**Extrait à lire**
Dans le domaine religieux (qui est toujours fort intéressant à étudier) on passa de l'attente juive du Messiah éternellement à venir au "déjà vu" Chrétien du Messie, arrivé depuis longtemps quand, enfin, l'on s'en aperçoit . On pourrait transposer cette aventure des mythes au capitalisme actuel : les uns attendent sa mort avec ferveur ou angoisse, tandis que les autres -moins nombreux aujourd'hui- s'égosillent à montrer tous les signes de sa décomposition avancée. Eh bien j'aurais tendance à ajouter ma voix à celle de ces derniers, ou, en tout cas, à faire constater combien les gigantesques sommes dont le capitalisme a suscité l'apparition dans son enthousiasme et son avidité communicatifs sont destinées en large parties à être détruites, sous peine de réduire la société mondiale à l'esclavage pendant plusieurs générations, ce que ladite société n'est peut-être pas prête à accepter .
On peut aussi évoquer le conte de Grimm sur l'empereur à poil, mais qui ne s'en rend compte que lorsqu'un enfant de la foule ose le dire. Faudrait-il oser dire, feindre de découvrir que le capitalisme dont on attend indéfiniment le dépassement, après des vagues successives d'efforts historiques est en fait mort et enterré depuis longtemps, et cela sans aucun militantisme révolutionnaire. Certes l'exercice peut sembler passablement sophistique. Mais à l'occasion,il est possible de mettre en lumière d'intéressants phénomènes que le dogme libéral en cours (même suspendu momentanément avec la crise) interdit de percevoir.

**Lignes de données**
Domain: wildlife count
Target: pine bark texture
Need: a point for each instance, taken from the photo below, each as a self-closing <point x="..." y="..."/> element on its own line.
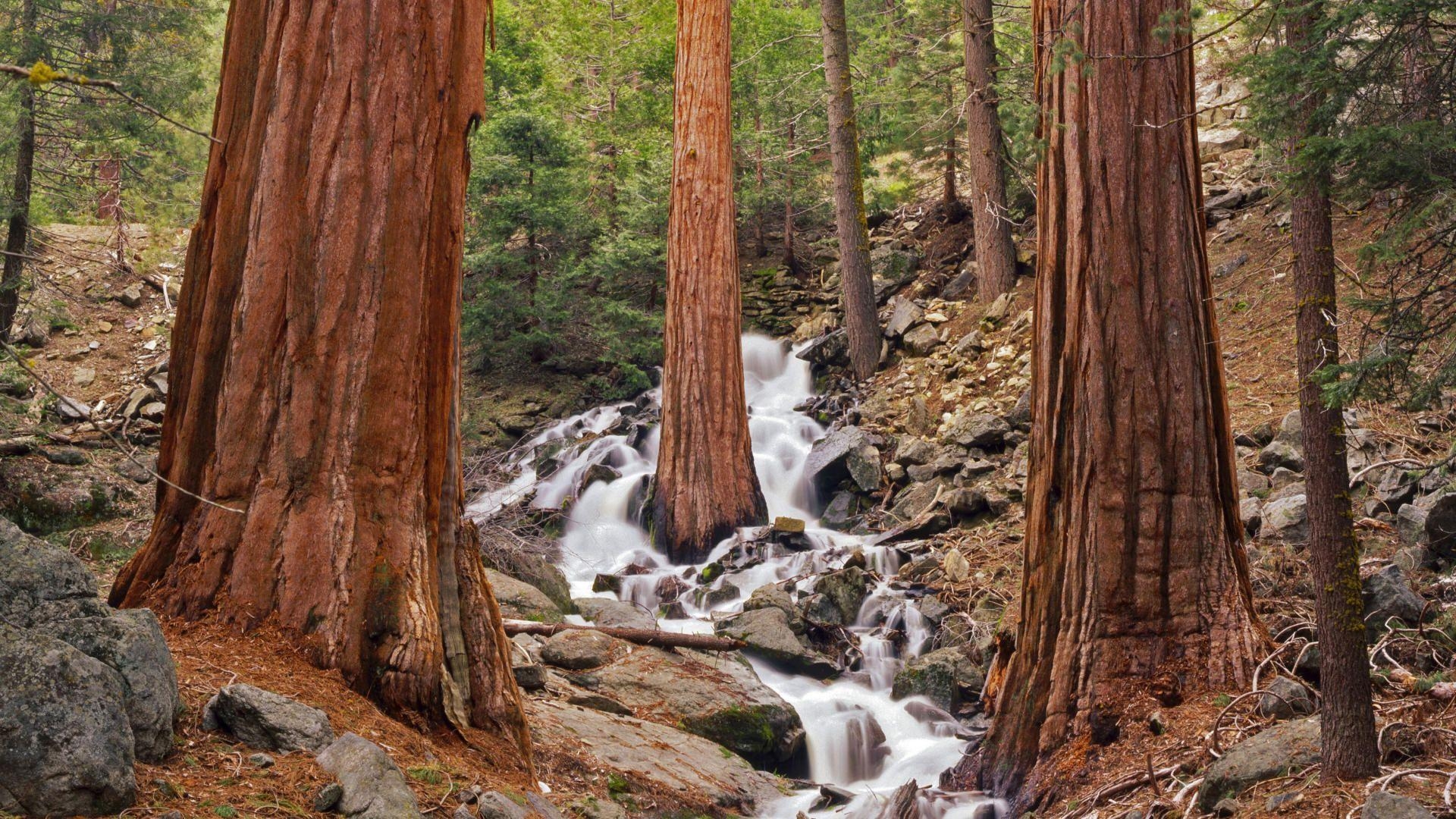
<point x="995" y="251"/>
<point x="1347" y="716"/>
<point x="707" y="484"/>
<point x="855" y="276"/>
<point x="1134" y="566"/>
<point x="18" y="219"/>
<point x="315" y="371"/>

**Tâche demandée 1**
D'après l'extrait sur la mort du capitalisme, qui ose dire que l'empereur est à poil dans le conte de Grimm évoqué ?
**Tâche demandée 2**
Poursuivez l'extrait sur la mort du capitalisme après sa dernière phrase.

**Réponse 1**
Un enfant de la foule.

**Réponse 2**
Le capitalisme est sûrement encore très vivant dans l'esprit des capitalistes, même dans celui des milliardaires "avouant" ayant perdu 30% de leur fortune en 2008-2009. Mais est-ce une preuve ?
Le discours libéral semble d'autant plus prégnant que la crise systémique voue le capital à sa dépendance accrue à l'ensemble du cycle social et économique, ou l'impact de ses désordres est presque immédiatement ressenti en termes de baisse du taux de profit au cycle suivant.
La vérité du marxisme (l'analyseur du capitalisme, pas le militantisme travailliste surexcité) s'impose ici précisément à l'encontre du volontarisme politique de Marx : ce qui étrangle le capitalisme plus sûrement qu'aucun mouvement ouvrier millénariste, c'est le capital lui-même. Laissons le faire et nous aurons en quelques années la pire bureaucratie éco-socialiste mondiale, simplement comme autre face de sa volonté de survivre dans son fonctionnement global.
Cette métamorphose inexorable, inéluctable tient à l'endettement qui conduit obligatoirement à la mise en tutelle.
Un capitalisme désirant vraiment survivre devrait, en ce sens, être capable de désirer le désendettement massif, celui-là même dont son secteur financier a organisé la mise en place universelle dès qu'il a eu la bride sur le cou, en 1989 (le mur du communisme ayant été symboliquement abattu cette année là). Mais le capitalisme est-il capable de se sauver de lui-même en s'avalant ? Après tout cet être monstreux qui nous incarne collectivement a été capable de bien des prouesses dans le passé.
Mais se représente-t-on bien ce qui est en jeu ici ? Comment un capitalisme "libre", "dynamique", "audacieux", pourrait-il se libérer tel un cheval fougueux des entraves et embûches qu'il a lui-même semées sur son passage, à mesure de ses investissements les plus risqués ?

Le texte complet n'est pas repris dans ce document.